[TEXTE DU DOCUMENT]
________________________

L’angoisse de la page blanche, Wong Kar-Wai la sublime en art du tâtonnement. Des verres fumés en guise de signature coquette, une cartouche de Lucky Strike à portée du combo, l’irrésolu lance un regard amusé sur le vaillant petit orchestre qui le suit aveuglément. Les langues se délient, les violons s’échauffent, les sillons contradictoires n’en finissent plus de se perdre. Une semaine, un mois, deux hivers, trois printemps… La tête chercheuse ne se décide toujours pas à lâcher prise. WKW ou le principe de l’incertitude: une symphonie de l’impossible aussi hasardeux qu’éprouvant, ou le désir sans cesse renouvelé de raviver les songes. Une genèse papillonnante, quitte ou double permanent, dont l’ambition secrète serait d’arrêter le temps.

A UNE PASSANTE

"Quand on se croise, un millimètre nous sépare."

________________________

[LISTE DES DONNÉES]
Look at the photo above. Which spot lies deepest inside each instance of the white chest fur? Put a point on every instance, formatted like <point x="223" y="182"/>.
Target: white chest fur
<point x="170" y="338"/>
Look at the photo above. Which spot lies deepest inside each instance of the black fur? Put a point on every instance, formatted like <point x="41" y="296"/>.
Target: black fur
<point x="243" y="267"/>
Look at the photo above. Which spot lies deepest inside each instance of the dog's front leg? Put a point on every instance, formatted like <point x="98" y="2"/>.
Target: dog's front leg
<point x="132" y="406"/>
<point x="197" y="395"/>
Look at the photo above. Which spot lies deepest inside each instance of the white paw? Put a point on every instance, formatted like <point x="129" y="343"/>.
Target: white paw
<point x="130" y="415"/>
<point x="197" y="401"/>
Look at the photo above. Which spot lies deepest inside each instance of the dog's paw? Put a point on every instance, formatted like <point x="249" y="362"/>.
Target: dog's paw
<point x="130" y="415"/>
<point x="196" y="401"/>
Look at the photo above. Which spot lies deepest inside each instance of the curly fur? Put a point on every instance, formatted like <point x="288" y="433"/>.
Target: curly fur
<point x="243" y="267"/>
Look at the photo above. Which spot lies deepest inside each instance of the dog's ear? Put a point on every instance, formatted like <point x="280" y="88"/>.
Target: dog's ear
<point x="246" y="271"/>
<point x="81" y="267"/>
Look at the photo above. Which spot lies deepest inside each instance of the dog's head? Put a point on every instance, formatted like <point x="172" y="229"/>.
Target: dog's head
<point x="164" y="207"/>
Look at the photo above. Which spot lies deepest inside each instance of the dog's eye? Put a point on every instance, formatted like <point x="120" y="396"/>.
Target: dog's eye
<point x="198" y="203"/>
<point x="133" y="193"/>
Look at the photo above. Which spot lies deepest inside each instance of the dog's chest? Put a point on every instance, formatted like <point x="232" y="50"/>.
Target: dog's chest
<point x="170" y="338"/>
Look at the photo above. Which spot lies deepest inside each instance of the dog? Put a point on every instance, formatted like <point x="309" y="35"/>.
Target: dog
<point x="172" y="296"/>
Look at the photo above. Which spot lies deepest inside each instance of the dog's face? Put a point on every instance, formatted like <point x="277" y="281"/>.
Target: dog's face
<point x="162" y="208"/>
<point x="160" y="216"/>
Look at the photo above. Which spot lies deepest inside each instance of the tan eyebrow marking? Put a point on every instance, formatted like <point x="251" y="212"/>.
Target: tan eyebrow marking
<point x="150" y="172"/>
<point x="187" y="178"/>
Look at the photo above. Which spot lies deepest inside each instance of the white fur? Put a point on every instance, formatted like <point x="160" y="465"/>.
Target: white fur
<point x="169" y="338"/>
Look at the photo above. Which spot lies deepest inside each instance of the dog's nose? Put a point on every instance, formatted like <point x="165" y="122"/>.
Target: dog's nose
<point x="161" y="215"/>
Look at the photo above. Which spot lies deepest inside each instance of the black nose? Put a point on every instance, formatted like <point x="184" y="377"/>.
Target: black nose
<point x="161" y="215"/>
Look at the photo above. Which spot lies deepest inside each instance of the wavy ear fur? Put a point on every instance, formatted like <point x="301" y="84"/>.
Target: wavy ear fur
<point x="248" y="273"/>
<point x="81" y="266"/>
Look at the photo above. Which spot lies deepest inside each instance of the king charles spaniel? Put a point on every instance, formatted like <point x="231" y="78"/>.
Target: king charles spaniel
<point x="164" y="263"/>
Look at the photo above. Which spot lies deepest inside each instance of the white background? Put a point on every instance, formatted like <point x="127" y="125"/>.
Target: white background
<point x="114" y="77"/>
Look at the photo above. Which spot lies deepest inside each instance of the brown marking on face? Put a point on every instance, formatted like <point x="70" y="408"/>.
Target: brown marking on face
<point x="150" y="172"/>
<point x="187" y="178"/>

________________________

[CONSIGNES] Transcrivez sans modification tout le passage du texte sur Wong Kar-Wai, depuis « L’angoisse de la » jusqu'à « d’arrêter le temps. » compris.

[SOLUTION]
L’angoisse de la page blanche, Wong Kar-Wai la sublime en art du tâtonnement. Des verres fumés en guise de signature coquette, une cartouche de Lucky Strike à portée du combo, l’irrésolu lance un regard amusé sur le vaillant petit orchestre qui le suit aveuglément. Les langues se délient, les violons s’échauffent, les sillons contradictoires n’en finissent plus de se perdre. Une semaine, un mois, deux hivers, trois printemps… La tête chercheuse ne se décide toujours pas à lâcher prise. WKW ou le principe de l’incertitude: une symphonie de l’impossible aussi hasardeux qu’éprouvant, ou le désir sans cesse renouvelé de raviver les songes. Une genèse papillonnante, quitte ou double permanent, dont l’ambition secrète serait d’arrêter le temps.